*** Block opens ***

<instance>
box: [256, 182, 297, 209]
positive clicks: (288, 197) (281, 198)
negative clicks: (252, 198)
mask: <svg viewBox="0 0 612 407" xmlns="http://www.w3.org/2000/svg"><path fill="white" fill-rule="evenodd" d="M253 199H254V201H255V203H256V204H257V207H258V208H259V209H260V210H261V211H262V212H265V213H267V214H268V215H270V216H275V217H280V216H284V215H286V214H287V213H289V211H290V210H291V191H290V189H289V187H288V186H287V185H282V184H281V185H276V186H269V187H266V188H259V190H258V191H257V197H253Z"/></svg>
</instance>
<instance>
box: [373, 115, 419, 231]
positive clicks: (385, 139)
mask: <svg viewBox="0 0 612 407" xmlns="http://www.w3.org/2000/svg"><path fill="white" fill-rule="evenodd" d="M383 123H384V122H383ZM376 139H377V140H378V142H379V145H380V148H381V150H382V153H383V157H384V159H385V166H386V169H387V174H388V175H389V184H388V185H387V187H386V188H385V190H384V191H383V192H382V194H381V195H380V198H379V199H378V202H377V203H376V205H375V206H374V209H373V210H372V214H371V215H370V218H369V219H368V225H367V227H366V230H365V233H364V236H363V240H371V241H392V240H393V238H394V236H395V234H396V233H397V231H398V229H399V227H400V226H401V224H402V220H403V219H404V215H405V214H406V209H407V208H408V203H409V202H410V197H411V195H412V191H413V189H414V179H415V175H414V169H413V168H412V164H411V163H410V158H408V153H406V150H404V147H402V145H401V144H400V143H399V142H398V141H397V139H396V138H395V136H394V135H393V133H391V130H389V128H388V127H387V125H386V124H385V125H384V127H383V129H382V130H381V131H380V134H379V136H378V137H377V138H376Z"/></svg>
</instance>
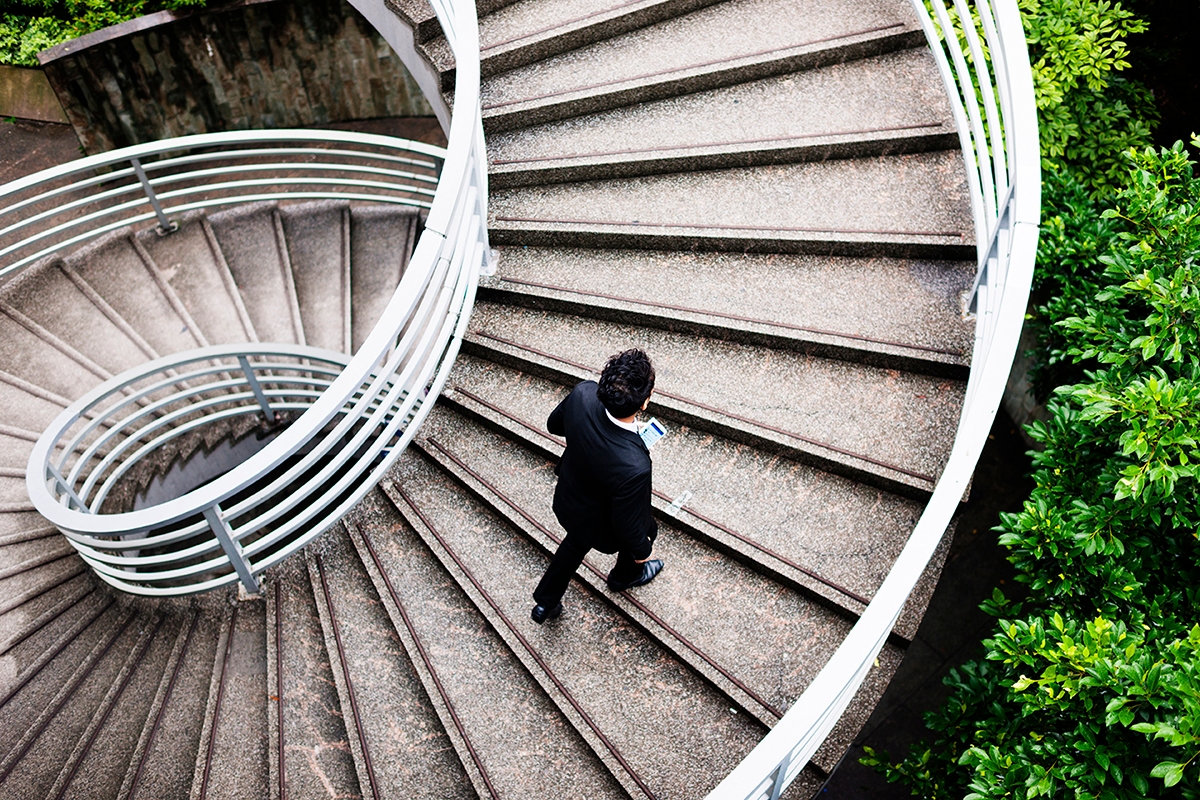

*** Block closes ***

[INSTRUCTIONS TO FOLLOW]
Set down exactly the lines from the start of the records to the line with "box: [373, 115, 419, 231]". Include that line, and add nothing more.

[WRITTEN RESPONSE]
<instance>
box: [256, 182, 297, 209]
positive clicks: (288, 197) (281, 198)
negative clicks: (252, 198)
mask: <svg viewBox="0 0 612 407" xmlns="http://www.w3.org/2000/svg"><path fill="white" fill-rule="evenodd" d="M253 199H254V201H255V203H256V204H257V207H258V208H259V209H260V210H261V211H262V212H265V213H267V214H268V215H270V216H275V217H280V216H284V215H286V214H287V213H289V211H290V210H291V191H290V189H289V187H288V186H287V185H282V184H281V185H276V186H269V187H266V188H259V190H258V191H257V197H253Z"/></svg>
</instance>
<instance>
box: [373, 115, 419, 231]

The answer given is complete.